(Labeled box records)

»»

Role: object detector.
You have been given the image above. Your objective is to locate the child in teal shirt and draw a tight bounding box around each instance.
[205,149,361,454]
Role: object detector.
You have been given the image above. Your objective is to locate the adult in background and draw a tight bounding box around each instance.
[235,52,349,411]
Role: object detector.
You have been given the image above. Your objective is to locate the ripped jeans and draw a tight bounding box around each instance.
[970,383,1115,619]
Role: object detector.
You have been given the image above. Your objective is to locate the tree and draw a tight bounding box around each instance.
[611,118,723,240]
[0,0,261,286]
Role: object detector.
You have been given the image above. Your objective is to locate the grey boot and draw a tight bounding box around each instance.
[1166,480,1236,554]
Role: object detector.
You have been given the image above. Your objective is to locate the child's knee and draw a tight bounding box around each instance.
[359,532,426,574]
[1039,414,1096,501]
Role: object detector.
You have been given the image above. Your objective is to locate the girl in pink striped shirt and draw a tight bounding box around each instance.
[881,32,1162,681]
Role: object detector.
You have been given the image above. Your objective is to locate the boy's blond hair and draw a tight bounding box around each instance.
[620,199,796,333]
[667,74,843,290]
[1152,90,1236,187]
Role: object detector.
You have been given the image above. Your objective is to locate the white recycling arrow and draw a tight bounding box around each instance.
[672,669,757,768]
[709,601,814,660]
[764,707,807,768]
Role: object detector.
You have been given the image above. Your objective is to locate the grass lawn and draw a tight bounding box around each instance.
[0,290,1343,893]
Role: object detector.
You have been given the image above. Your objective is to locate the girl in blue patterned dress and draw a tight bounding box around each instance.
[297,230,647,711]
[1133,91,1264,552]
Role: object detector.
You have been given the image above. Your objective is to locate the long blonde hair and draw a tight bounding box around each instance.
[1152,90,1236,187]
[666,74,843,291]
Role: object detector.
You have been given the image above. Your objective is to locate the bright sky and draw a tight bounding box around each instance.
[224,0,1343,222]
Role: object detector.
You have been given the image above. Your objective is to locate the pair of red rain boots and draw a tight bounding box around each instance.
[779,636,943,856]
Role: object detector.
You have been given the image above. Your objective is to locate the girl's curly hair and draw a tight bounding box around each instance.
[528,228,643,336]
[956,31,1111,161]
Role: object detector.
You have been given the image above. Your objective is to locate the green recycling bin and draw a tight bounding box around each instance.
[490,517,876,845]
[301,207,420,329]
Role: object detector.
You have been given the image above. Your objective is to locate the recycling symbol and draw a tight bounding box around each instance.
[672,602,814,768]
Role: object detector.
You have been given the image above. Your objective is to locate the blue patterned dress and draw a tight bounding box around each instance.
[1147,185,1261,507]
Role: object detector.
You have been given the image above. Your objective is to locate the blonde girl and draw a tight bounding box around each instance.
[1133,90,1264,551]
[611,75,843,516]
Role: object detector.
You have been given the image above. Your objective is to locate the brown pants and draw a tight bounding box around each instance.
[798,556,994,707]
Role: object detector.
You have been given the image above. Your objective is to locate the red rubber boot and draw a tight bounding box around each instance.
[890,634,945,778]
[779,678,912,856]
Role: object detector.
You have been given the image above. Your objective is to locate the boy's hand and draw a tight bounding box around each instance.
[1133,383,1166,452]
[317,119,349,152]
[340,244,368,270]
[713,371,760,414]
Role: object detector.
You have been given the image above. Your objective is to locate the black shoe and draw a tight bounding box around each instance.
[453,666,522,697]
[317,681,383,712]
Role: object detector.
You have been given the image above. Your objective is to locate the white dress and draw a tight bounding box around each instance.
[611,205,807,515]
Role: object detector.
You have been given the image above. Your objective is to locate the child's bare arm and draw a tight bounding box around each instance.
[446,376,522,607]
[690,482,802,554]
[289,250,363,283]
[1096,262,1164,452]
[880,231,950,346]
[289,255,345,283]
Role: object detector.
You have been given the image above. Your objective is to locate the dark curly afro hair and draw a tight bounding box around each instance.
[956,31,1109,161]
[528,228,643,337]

««

§ What is being asked
Quote the listing word for word from its first line down to and including the line that contains "[970,383,1115,619]".

§ Written solution
Role: object detector.
You have been given the image above. Your objective is to locate the child in teal shirt and draw a tight bounding box around each instance.
[205,149,361,454]
Role: object detector.
You have been given the image above. Your objective is to locate the adult in background and draw a tight bounding box around each instance.
[235,52,349,411]
Role: object detector.
You have been given the image above. Your objective is to locate the ripped jeans and draw a tight bounding box around each instance.
[970,383,1115,619]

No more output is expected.